ACTIONS TO TAKE:
1 – For each statement below, state whether the election commentary agrees with it, answering yes or no and quoting the words of the commentary that decide it. (a) The Conservatives held a poll lead of more than 20 points while Trudeau was still around. (b) The commentary describes Carney as politically experienced. (c) The Conservatives now trail by about 10 points.
2 – Answer these questions from the election commentary below:
(a) What phrase does the commentary quote as Poilievre's campaign message?
(b) On what does the commentary say the size of Carney's win depends?
(c) Which tough media question does the commentary name as one Carney deflected or managed?
──────── PASSAGE SHOWN ────────
Predicting the election at this mid-campaign point may be a fool’s folly, but Carney and the Liberals maintain a very healthy lead in every poll since Carney became leader of the Party.
Carney doing right
Carney may be politically inexperienced, but he’s campaigning like a seasoned pro. No major snafus; deflecting or managing tough media questions like foreign interference in the election; plausible or believable campaign promises; very open to media questions. Carney has to be given credit for running a campaign that is safe, promising and voter acceptable. He’ll win, hands down. The question is by how much, and that depends on Poilievre’s campaign tactics.
Poilievre is doing in wrong
Easy to criticize Poilievre for poor campaigning based on the polls continually showing the Conservatives trailing from day 1 of Carney becoming leader. When Trudeau was still around, the Conservatives held as big a lead as 20+ points in the polls. Once Carney became leader, that number has dropped steadily to where the party now trails by 5-6 points, depending on whose poll you view.
No matter. It looks like fate, more than fact, is maybe doing Poilievre in. “Canada is broke” sounded very hollow, if not shallow, when T****’s economic warfare attached Canada. Poilievre had to join the PRO Canada defence, abandoning his ‘broke Canada’ campaigning.
──────── ITEMS ────────
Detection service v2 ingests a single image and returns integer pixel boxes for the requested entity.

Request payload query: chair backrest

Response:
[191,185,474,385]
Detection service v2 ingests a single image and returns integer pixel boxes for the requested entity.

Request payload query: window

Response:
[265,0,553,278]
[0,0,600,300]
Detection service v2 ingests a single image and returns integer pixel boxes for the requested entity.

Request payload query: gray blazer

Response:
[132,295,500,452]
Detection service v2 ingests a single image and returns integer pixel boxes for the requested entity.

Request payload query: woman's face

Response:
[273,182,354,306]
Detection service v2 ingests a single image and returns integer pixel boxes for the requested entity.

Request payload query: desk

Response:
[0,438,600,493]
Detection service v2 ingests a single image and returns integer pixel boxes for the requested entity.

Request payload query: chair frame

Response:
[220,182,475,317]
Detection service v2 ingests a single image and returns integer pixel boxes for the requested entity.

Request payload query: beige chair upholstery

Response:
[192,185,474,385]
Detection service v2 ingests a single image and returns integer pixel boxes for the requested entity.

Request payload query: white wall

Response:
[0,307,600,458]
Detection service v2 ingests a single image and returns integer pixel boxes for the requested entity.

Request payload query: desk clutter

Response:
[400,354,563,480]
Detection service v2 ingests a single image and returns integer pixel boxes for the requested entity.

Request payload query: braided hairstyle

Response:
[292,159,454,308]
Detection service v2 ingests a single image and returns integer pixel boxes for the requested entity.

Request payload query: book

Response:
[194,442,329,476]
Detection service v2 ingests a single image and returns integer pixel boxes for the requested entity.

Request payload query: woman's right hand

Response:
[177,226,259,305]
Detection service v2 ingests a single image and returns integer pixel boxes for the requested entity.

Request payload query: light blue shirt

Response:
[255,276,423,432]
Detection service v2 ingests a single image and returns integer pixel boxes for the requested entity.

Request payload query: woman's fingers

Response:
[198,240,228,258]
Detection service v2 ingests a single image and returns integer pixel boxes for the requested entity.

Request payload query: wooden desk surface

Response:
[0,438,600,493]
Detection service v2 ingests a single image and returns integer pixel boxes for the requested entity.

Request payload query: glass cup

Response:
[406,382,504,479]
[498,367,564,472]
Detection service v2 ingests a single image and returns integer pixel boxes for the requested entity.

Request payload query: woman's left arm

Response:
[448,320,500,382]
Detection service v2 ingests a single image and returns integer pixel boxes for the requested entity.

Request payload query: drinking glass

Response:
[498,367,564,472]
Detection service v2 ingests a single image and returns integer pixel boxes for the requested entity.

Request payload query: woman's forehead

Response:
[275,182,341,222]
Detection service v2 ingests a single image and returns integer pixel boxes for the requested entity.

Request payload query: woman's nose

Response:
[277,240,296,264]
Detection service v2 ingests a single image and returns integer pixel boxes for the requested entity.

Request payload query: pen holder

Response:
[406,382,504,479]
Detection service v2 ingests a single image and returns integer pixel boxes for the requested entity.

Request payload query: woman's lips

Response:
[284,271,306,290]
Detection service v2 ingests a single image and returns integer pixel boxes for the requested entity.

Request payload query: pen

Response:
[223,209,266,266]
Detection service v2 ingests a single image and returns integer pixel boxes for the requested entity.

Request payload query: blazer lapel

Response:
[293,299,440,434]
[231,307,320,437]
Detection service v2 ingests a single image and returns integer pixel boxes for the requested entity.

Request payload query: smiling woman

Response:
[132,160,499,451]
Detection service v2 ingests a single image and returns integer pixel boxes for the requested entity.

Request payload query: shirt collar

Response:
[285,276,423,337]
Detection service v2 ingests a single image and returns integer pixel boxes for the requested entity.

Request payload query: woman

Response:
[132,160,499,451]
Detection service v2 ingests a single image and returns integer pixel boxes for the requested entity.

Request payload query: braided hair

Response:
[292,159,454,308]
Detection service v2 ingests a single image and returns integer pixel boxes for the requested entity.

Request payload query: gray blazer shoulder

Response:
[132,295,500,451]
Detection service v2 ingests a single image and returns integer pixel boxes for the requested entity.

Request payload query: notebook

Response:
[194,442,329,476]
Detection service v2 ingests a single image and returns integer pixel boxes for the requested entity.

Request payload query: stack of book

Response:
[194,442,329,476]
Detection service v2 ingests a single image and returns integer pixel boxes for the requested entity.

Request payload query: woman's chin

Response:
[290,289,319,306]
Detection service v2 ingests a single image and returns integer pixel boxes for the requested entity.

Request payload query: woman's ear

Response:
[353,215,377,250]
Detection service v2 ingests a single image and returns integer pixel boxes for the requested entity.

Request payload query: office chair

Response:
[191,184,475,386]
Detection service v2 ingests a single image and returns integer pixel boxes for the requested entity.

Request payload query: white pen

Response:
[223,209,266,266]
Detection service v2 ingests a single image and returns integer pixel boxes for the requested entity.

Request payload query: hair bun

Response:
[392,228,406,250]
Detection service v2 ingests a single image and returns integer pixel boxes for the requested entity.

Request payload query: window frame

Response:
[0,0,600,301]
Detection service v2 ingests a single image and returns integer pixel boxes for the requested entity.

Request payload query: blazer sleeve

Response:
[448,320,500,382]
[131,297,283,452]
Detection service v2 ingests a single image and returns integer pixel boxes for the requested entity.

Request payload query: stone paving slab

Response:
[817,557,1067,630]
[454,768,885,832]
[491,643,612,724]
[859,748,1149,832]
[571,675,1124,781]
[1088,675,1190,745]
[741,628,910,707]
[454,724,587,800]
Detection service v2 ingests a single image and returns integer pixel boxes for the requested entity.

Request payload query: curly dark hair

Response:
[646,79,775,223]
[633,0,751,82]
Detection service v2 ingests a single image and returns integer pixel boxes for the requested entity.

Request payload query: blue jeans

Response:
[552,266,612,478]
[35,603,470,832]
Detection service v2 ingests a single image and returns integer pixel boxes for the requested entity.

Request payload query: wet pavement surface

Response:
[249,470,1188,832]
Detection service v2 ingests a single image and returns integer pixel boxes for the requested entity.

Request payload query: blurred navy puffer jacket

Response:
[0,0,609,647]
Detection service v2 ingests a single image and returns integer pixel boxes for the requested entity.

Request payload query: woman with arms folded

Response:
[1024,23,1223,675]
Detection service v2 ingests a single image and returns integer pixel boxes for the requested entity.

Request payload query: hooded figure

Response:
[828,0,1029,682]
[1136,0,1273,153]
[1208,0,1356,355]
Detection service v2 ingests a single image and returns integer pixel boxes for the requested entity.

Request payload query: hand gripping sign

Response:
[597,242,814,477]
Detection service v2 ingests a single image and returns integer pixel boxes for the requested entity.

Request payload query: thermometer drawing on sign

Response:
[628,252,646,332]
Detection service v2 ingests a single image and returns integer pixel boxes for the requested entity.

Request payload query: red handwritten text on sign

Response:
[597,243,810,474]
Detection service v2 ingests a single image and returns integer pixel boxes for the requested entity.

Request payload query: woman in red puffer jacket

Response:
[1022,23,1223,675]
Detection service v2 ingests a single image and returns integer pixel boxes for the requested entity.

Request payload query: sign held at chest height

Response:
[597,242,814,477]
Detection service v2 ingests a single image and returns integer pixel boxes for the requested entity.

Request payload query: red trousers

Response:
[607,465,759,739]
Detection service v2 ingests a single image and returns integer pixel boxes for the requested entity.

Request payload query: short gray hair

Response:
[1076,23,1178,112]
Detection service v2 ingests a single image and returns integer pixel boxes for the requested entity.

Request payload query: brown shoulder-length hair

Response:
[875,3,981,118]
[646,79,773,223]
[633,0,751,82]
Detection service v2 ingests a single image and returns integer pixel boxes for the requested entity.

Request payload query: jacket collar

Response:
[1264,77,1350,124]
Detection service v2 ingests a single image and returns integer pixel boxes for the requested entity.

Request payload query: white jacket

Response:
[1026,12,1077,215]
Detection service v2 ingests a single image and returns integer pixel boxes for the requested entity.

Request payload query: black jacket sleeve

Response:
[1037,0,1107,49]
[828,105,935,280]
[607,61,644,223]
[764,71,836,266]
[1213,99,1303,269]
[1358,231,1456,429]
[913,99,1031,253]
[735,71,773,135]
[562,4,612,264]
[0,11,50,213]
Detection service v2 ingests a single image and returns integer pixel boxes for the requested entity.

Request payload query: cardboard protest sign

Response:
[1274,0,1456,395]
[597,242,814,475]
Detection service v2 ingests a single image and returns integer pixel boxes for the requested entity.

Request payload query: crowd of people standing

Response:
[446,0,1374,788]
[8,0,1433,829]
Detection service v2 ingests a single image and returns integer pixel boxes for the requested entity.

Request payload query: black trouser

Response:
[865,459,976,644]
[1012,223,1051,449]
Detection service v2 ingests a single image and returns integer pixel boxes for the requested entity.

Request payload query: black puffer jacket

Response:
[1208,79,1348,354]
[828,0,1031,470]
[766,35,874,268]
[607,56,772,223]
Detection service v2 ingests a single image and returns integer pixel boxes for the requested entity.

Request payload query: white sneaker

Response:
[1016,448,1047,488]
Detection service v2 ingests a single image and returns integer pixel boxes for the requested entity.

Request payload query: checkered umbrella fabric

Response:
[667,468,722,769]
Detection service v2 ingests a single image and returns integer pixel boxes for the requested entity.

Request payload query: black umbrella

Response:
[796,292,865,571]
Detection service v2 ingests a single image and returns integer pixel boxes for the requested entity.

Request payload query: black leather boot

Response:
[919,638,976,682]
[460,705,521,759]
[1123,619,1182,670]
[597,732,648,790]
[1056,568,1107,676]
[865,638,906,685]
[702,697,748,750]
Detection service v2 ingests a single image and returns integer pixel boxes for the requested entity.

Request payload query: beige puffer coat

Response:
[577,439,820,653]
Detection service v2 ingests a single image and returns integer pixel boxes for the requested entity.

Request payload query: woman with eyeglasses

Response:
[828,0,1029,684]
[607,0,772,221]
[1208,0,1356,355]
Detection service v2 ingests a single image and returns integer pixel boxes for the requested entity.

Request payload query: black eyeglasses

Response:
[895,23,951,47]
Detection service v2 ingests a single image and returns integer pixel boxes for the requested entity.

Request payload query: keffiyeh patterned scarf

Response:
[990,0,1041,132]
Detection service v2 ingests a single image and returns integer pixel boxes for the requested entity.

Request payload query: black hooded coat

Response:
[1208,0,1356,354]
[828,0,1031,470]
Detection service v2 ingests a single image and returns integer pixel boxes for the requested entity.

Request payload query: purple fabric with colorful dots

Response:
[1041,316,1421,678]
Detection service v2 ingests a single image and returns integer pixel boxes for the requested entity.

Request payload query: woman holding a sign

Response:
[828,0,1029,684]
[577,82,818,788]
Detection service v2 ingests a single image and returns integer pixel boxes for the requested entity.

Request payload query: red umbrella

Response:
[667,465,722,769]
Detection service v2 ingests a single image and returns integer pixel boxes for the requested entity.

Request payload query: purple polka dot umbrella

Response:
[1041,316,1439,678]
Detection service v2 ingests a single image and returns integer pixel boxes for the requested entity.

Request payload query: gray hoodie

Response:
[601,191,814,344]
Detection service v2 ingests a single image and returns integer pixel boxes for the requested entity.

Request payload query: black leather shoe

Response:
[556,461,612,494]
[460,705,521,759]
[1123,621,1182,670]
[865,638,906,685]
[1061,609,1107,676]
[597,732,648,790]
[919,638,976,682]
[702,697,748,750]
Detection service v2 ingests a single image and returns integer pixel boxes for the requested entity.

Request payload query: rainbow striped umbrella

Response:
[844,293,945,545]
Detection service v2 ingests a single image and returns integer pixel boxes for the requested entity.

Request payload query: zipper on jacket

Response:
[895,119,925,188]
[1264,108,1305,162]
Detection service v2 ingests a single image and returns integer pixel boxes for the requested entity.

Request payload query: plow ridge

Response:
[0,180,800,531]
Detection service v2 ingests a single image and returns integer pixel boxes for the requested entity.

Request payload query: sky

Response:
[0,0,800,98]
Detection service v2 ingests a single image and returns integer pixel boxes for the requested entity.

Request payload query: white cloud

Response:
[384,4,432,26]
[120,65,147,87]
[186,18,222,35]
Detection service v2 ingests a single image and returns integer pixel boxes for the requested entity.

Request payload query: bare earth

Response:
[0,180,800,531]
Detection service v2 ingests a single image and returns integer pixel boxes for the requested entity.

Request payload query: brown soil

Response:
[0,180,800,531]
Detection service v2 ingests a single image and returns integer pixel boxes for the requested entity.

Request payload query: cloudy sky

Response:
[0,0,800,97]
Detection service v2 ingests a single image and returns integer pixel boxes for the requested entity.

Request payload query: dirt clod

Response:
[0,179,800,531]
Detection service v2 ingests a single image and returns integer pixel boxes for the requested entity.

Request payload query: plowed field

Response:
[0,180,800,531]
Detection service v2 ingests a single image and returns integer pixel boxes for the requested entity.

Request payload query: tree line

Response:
────────
THE RESPONSES:
1 –
(a) Yes: "When Trudeau was still around, the Conservatives held as big a lead as 20+ points in the polls."
(b) No: "Carney may be politically inexperienced"
(c) No: "the party now trails by 5-6 points, depending on whose poll you view."

2 –
(a) "Canada is broke"
(b) Poilievre's campaign tactics
(c) Foreign interference in the election